Copy out the records below word for word, leaving out the pictures.

== Data records ==

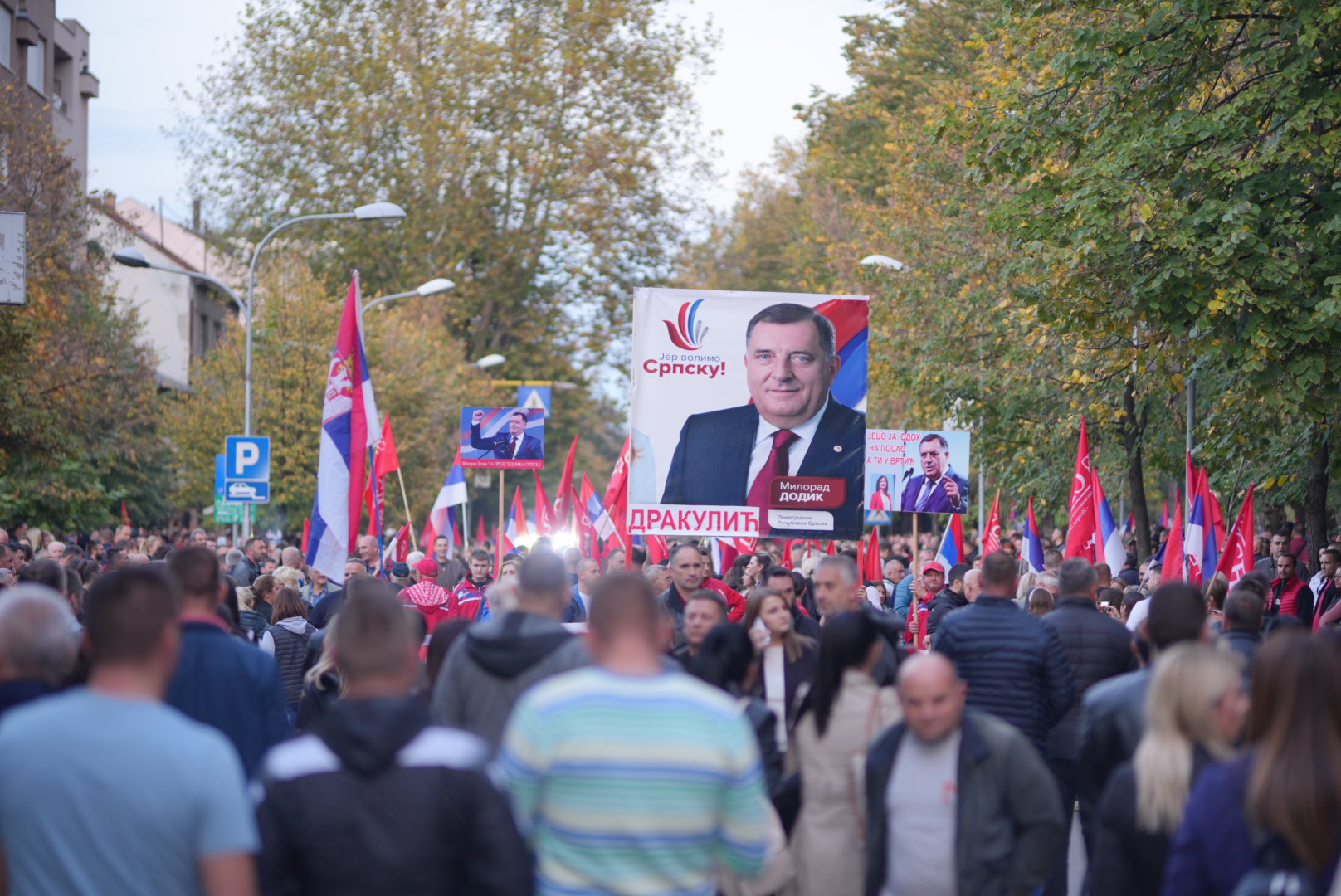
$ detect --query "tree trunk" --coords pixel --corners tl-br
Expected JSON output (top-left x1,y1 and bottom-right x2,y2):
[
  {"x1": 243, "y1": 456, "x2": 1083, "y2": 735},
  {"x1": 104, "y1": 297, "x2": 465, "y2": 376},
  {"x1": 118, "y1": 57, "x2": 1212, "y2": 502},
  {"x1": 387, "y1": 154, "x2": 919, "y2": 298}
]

===

▸ **The answer**
$ detect --query "tree trunk" --coords pixel --corners tl-br
Expected JSON output (top-left x1,y1 and bottom-right x2,y2):
[
  {"x1": 243, "y1": 456, "x2": 1083, "y2": 735},
  {"x1": 104, "y1": 297, "x2": 465, "y2": 376},
  {"x1": 118, "y1": 57, "x2": 1212, "y2": 502},
  {"x1": 387, "y1": 154, "x2": 919, "y2": 298}
]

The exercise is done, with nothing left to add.